### PASSAGE TO READ
※
PHPOffice / PHPExcel

ARCHIVED
Other
11.46k stars 4.19k forks source link

Excel 2007 Reader freezes because of conditional formatting #575

Closed thomvaill closed 8 years ago

thomvaill commented 9 years ago

PHPExcel version: 1.8 PHP version: 5.3.10-1ubuntu3 with Suhosin-Patch

Code causing the issue:

$reader = new PHPExcel_Reader_Excel2007();
$source = $reader->load('test.xslx');

The Excel file causing the issue contains the following conditional formatting: conditionals-bug-example

Details: When I load this Excel file (in non-read-only mode), the script takes 100% CPU and the memory load increases radically. The load() method of the Reader never ends. I tried to debug a bit, and at first sight, it seems that the slowness comes frome here :

// PHPExcel/Reader/Excel2007.php
// Class PHPExcel_Reader_Excel2007
// Method load()
※
### EXTRACTED MATERIAL
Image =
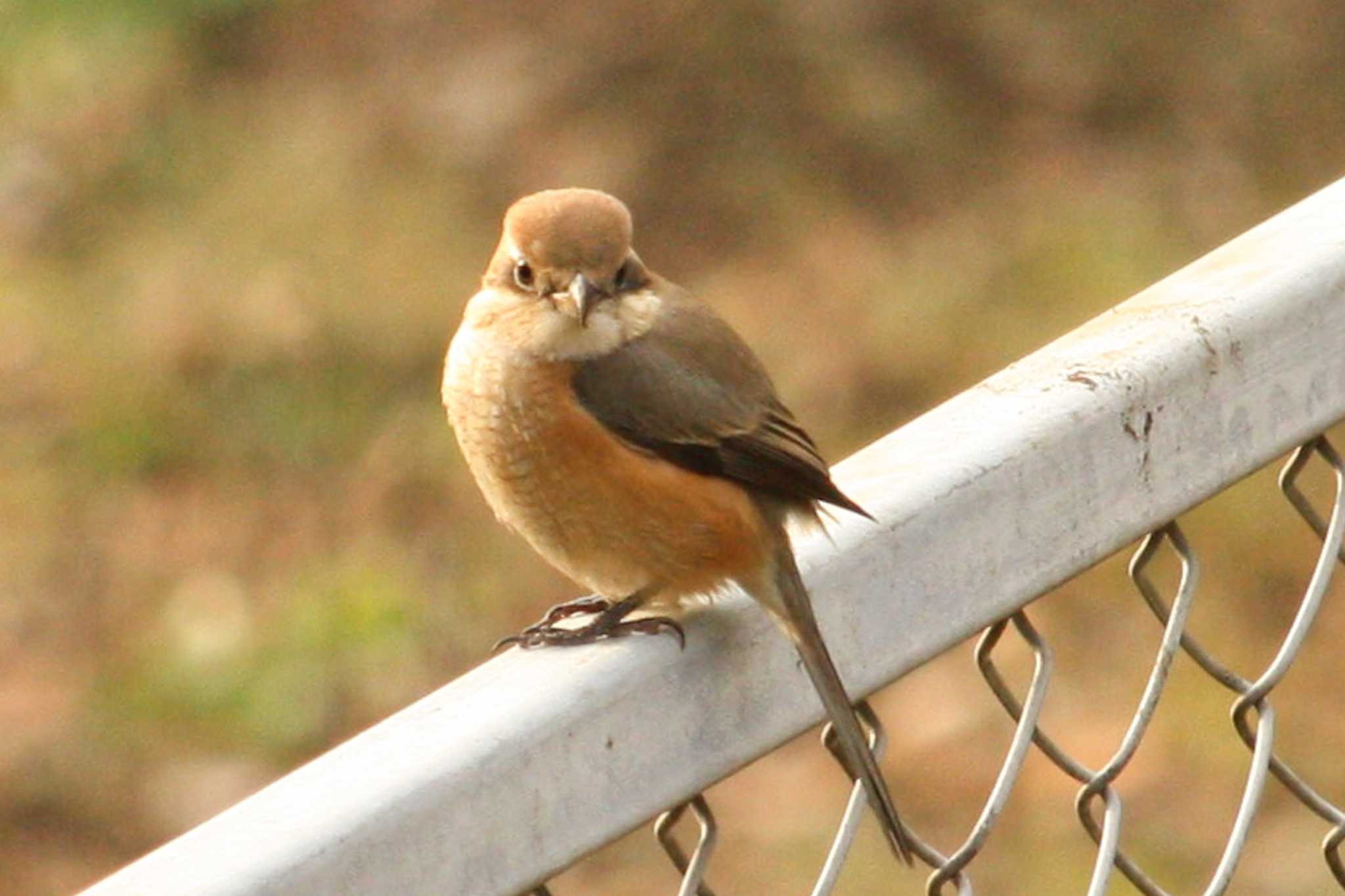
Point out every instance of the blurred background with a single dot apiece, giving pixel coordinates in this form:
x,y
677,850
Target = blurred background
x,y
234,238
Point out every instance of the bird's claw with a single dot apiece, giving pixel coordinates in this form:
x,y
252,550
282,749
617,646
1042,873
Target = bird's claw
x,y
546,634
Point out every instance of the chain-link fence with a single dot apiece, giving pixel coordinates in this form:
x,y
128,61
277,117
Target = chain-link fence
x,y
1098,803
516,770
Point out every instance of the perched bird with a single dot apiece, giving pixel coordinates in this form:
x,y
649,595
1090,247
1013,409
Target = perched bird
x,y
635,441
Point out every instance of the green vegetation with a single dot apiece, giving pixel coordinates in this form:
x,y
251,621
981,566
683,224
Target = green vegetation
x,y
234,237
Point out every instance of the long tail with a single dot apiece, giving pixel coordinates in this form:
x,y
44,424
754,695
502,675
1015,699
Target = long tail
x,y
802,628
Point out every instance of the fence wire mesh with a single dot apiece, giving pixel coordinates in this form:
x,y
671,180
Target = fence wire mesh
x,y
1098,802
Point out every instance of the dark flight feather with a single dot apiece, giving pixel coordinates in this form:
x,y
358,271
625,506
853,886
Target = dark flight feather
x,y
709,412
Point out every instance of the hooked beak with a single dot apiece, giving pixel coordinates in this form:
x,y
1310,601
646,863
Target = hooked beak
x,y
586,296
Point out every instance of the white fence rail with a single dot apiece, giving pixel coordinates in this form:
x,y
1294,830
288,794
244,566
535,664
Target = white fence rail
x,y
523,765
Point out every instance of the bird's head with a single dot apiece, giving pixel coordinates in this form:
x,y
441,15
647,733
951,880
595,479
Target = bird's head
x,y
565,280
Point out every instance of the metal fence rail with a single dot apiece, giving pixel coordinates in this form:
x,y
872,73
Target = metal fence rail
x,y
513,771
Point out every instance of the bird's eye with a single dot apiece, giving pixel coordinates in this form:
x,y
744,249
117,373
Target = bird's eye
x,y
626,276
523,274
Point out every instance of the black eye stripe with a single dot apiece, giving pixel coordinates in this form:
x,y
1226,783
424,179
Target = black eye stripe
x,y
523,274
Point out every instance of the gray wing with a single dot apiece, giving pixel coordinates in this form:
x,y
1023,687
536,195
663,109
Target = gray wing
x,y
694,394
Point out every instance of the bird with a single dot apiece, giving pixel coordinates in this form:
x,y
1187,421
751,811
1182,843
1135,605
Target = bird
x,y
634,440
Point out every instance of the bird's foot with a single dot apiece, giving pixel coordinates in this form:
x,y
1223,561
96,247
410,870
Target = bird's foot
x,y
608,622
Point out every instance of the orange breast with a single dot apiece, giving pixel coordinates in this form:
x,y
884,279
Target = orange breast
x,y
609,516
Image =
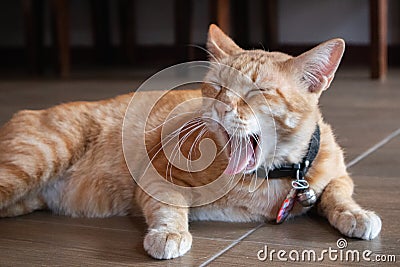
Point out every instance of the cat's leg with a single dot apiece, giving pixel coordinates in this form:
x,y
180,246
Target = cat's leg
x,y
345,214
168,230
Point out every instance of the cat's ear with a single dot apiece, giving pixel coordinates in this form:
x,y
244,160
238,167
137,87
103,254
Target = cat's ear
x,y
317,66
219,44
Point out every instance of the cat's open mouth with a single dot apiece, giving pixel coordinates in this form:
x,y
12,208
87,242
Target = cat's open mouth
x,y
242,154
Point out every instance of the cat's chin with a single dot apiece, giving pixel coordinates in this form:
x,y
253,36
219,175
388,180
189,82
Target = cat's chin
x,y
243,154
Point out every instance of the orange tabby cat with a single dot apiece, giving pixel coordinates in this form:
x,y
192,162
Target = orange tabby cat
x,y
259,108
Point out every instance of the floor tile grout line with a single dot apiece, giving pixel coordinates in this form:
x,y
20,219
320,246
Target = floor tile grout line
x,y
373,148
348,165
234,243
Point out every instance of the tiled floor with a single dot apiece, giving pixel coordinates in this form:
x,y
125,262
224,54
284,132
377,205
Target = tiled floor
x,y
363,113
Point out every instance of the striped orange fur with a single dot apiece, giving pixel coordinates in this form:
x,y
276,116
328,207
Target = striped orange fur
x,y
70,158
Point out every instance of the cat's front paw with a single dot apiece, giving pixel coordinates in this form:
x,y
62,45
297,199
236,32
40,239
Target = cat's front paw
※
### GIVEN EXERCISE 1
Answer these questions from the issue page, each on its own line:
(a) Which PHP version does the reporter use?
(b) How much CPU does the script take when the file is loaded?
(c) In which file does the reporter suspect the slowness comes from?
### GIVEN EXERCISE 2
The issue page ends with a short run of code comments. List everything those comments name.
### GIVEN EXERCISE 3
Rewrite the paragraph of the issue page that begins "Details: When I load this Excel file" as a short bulleted list that keeps its main facts.

### WORKED SOLUTION 1
(a) 5.3.10-1ubuntu3 with Suhosin-Patch
(b) 100% CPU
(c) PHPExcel/Reader/Excel2007.php

### WORKED SOLUTION 2
- The file PHPExcel/Reader/Excel2007.php
- The class PHPExcel_Reader_Excel2007
- The method load()

### WORKED SOLUTION 3
- The problem occurs when the Excel file is loaded in non-read-only mode.
- The script takes 100% CPU, and memory load increases radically.
- The Reader's load() method never ends.
- After some debugging, the reporter believes the slowness seems to come from the code that follows.